### Provided passage
========================================

Figure 5: Pseudo-binary mixing calculations between DMM, lower crust and upper crust. The DMM pole is calculated from a mid-Atlantic ridge MORB compilation, because of geographic proximity. Composition of the upper crust reflects that of local Meguma upper crust. Lower crust isotopic values are selected to be within the range of global lower crustal xenolith data (compiled by Meyzen et al., 2005). Mixing lines with a C-flavoured (Hanan & Graham, 1996) mantle plume are calculated starting from mixed lower- and upper-crust recycled components.

 

The thermal contribution of a mantle plume cannot be ruled out because of the relatively high mantle potential temperatures (1430°-1480°C) calculated for highly forsteritic (Fo>87) olivines from high-MgO (>12 wt%) SENA basalts. Mantle potential temperatures were calculated for dry conditions on the same rocks with the geothermometer of Putirka (2008), yielding values of 1487–1466°C, and with PRIMELT2 (Herzberg & Asimow, 2008), yielding values of 1440-1432°C.

========================================

### Dataset content

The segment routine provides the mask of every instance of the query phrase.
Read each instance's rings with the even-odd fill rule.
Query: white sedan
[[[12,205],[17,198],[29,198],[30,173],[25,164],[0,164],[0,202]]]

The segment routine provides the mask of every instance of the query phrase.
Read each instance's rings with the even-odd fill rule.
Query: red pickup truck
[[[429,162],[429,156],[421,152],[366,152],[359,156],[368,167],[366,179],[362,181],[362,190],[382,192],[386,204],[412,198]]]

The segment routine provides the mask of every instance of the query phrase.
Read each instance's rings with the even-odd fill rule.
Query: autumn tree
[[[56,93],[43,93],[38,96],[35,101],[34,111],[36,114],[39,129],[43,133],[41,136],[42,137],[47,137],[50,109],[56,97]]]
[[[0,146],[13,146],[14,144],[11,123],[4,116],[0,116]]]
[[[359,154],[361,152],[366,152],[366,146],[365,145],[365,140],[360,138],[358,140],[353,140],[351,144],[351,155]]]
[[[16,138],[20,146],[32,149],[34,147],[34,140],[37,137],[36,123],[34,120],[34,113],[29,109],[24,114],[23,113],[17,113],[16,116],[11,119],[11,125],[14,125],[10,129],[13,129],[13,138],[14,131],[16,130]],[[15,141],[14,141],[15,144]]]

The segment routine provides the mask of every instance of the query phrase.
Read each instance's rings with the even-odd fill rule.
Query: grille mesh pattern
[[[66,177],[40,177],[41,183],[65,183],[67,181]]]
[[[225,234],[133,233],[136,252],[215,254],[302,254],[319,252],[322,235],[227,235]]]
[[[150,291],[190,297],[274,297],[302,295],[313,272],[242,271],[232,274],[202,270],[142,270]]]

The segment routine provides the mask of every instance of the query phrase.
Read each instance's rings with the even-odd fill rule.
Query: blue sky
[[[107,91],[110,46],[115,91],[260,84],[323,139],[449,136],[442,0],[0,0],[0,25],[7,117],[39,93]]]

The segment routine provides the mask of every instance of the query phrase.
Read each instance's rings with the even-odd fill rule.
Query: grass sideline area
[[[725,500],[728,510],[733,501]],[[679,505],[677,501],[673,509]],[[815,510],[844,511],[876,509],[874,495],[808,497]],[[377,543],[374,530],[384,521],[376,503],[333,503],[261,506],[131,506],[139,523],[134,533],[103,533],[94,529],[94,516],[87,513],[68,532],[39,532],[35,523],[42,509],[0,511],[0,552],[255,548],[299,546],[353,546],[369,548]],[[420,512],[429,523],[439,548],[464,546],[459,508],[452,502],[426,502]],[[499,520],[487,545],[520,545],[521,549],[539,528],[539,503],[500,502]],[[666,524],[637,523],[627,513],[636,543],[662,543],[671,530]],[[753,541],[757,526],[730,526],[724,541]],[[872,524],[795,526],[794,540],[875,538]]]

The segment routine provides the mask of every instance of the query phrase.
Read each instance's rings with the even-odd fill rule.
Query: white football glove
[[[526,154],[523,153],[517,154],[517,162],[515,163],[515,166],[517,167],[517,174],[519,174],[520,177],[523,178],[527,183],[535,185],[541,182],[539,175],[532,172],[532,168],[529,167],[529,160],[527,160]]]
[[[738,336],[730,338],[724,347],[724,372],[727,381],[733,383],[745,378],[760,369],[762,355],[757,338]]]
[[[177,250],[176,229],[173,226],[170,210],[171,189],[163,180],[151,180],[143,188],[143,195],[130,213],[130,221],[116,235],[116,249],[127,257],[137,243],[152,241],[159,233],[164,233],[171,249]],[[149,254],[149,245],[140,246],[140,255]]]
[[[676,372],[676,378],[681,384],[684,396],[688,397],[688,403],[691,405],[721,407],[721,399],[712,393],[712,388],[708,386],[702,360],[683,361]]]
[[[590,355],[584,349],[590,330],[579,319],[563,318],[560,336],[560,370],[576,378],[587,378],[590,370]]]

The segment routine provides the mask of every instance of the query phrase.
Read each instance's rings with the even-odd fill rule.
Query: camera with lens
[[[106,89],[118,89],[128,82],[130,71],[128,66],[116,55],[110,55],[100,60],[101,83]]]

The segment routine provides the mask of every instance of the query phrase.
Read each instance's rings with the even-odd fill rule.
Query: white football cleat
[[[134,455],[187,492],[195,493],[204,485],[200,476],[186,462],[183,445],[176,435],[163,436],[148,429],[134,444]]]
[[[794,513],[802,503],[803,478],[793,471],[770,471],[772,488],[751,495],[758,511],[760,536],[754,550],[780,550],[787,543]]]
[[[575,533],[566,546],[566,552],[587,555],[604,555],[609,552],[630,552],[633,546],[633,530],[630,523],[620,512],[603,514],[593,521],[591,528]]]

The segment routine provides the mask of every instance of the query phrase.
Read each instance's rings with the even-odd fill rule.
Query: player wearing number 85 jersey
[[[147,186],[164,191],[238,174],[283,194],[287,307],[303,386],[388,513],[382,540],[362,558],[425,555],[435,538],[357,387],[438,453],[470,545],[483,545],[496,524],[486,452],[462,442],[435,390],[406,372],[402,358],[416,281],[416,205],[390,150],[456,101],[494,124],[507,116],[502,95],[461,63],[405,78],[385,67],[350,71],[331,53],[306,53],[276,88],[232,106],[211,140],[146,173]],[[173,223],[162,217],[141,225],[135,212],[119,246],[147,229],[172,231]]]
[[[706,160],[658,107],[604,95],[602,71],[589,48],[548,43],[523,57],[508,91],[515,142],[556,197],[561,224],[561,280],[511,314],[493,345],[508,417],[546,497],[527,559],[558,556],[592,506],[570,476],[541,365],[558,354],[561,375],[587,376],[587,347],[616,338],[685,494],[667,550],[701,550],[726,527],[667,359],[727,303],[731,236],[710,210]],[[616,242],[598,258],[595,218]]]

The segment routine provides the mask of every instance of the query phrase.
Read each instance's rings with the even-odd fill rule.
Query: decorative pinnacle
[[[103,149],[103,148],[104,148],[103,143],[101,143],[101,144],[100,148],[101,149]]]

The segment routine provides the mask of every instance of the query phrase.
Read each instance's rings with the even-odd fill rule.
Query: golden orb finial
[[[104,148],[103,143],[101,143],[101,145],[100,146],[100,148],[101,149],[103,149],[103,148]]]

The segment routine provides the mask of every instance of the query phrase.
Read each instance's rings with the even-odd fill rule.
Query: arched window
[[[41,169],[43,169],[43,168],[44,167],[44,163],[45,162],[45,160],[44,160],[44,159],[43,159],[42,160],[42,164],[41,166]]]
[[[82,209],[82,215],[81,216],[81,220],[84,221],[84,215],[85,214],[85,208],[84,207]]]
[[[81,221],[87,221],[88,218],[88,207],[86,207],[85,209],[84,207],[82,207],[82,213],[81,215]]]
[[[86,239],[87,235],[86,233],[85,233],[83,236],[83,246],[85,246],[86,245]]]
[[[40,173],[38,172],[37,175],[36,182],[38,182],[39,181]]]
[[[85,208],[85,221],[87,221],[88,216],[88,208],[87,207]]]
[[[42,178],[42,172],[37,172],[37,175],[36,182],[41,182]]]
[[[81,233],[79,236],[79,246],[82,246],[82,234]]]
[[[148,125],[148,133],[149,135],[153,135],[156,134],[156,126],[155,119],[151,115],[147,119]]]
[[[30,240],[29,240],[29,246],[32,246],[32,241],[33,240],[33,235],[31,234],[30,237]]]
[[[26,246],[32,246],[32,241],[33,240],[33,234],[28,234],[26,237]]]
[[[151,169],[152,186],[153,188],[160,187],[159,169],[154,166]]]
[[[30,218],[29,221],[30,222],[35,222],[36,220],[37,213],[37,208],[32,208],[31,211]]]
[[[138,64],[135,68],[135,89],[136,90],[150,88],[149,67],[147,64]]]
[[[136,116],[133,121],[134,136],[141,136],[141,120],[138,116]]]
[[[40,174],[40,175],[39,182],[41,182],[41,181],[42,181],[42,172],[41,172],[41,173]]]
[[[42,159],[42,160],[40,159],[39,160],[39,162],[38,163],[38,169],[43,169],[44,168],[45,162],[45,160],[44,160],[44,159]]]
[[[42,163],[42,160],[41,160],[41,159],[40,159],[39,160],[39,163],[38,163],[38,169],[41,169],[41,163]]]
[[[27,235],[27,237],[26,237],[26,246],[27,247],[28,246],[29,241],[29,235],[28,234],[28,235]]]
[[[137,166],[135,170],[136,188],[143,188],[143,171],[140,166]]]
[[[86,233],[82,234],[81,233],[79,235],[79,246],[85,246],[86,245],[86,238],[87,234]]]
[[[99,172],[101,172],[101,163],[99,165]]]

========================================

### Using the information
1 - In the passage on crustal mixing and mantle potential temperatures, why was the DMM pole calculated from a mid-Atlantic ridge MORB compilation?
2 - Extend the passage on crustal mixing and mantle potential temperatures, picking up after its final sentence.

### Responses
1 - Because of geographic proximity.

2 -
Although we cannot exclude a thermal contribution from a mantle plume, our geochemical results show that C- or EM-flavored plume material does not exist in the source of SENA tholeiites. The only possible composition that could be argued for a plume source for these rocks is that of the non-chondritic deep mantle reservoir PREMA (Jackson & Carlson, 2011), similar to the prevalent mantle (PREMA component) of Zindler & Hart (1986), enriched by 5-20% recycled crustal material. However, in agreement with Jackson & Carlson (2011), we prefer to exclude the CAMP from the LIPs originating from the non-chondritic deep reservoir. In our opinion, an upper mantle source enriched with recycled lower- and upper-crustal material is the most likely source for the SENA CAMP.

References

  • Gibson, S.A., Thompson, R.N., Day, J.A., Humphris, S.E., Dickin, A.P., 2005. Melt-generation processes associated with the Tristan mantle plume: Constraints on the origin of EM-1. Earth Planet. Sc. Lett. 237, 744– 767.
  • Hanan, B.B., Graham, D.W., 1996. Lead and helium isotope evidence from oceanic basalts for common deep source of mantle plumes. Science 272, 991–995.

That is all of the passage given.